§ **Exercise**
Could you return every line of the records below that contains the word "iron"?

[[ Data for review, beginning ]]

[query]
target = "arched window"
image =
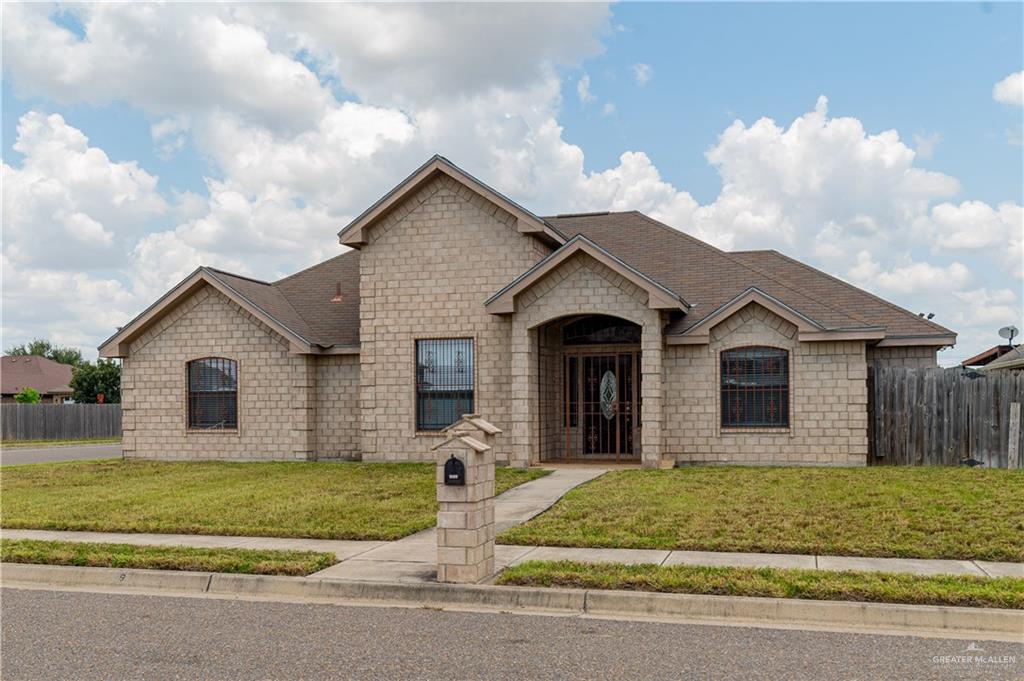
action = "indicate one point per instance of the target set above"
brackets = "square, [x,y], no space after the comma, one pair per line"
[755,388]
[213,393]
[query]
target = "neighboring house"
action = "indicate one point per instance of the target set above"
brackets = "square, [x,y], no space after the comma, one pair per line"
[587,336]
[987,356]
[49,378]
[1010,360]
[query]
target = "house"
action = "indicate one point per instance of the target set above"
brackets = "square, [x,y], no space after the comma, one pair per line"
[49,378]
[597,336]
[1011,360]
[986,356]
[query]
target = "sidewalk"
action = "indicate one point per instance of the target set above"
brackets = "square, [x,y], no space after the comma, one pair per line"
[413,558]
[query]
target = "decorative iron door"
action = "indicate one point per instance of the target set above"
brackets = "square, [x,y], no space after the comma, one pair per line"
[602,405]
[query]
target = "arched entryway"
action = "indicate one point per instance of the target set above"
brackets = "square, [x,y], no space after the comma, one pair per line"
[590,387]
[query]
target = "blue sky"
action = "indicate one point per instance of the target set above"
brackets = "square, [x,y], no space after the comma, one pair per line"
[919,68]
[281,123]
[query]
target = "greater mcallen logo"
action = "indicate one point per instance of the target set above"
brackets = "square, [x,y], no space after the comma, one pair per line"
[974,654]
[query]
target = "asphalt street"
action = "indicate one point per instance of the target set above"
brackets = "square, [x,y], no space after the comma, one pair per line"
[59,635]
[34,455]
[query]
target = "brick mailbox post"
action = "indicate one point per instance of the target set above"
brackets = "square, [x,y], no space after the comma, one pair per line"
[466,498]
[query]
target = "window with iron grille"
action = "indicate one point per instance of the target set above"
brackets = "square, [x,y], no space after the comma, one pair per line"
[443,381]
[756,388]
[213,393]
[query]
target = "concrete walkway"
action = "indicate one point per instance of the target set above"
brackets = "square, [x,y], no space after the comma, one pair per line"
[414,558]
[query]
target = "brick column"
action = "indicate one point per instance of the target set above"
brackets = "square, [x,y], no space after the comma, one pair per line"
[522,400]
[466,513]
[651,390]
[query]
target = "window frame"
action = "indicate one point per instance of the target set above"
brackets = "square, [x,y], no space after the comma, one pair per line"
[417,429]
[785,426]
[189,427]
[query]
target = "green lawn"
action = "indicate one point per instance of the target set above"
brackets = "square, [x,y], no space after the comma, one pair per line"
[15,443]
[358,501]
[246,561]
[816,585]
[923,512]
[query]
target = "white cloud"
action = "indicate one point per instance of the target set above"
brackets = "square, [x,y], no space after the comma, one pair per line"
[1010,90]
[255,87]
[168,59]
[583,89]
[976,225]
[912,278]
[642,73]
[415,55]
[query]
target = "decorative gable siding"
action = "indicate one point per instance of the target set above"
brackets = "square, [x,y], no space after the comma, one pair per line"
[908,356]
[425,271]
[338,407]
[827,392]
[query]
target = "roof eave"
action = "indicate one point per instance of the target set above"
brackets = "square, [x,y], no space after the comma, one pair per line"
[353,233]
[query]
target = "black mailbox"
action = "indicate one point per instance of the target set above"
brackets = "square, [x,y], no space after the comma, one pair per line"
[455,471]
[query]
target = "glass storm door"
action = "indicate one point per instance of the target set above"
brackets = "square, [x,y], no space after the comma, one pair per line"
[602,411]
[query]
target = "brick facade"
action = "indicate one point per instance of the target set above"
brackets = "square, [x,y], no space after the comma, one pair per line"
[908,356]
[274,414]
[425,269]
[424,273]
[580,286]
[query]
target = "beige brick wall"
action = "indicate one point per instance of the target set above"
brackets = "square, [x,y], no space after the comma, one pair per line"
[908,356]
[338,407]
[828,398]
[274,410]
[425,272]
[581,286]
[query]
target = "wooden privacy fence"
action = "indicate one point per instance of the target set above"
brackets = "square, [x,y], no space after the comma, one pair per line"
[59,421]
[943,416]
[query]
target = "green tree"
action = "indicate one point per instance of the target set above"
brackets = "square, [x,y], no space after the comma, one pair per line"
[44,348]
[88,380]
[28,396]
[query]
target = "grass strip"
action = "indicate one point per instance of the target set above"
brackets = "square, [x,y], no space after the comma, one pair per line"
[884,511]
[772,583]
[243,561]
[354,501]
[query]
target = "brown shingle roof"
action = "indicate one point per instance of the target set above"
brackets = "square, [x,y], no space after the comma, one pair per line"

[[ Data for review, end ]]

§ **Result below**
target = "decorative iron door"
target = "window with iron grille"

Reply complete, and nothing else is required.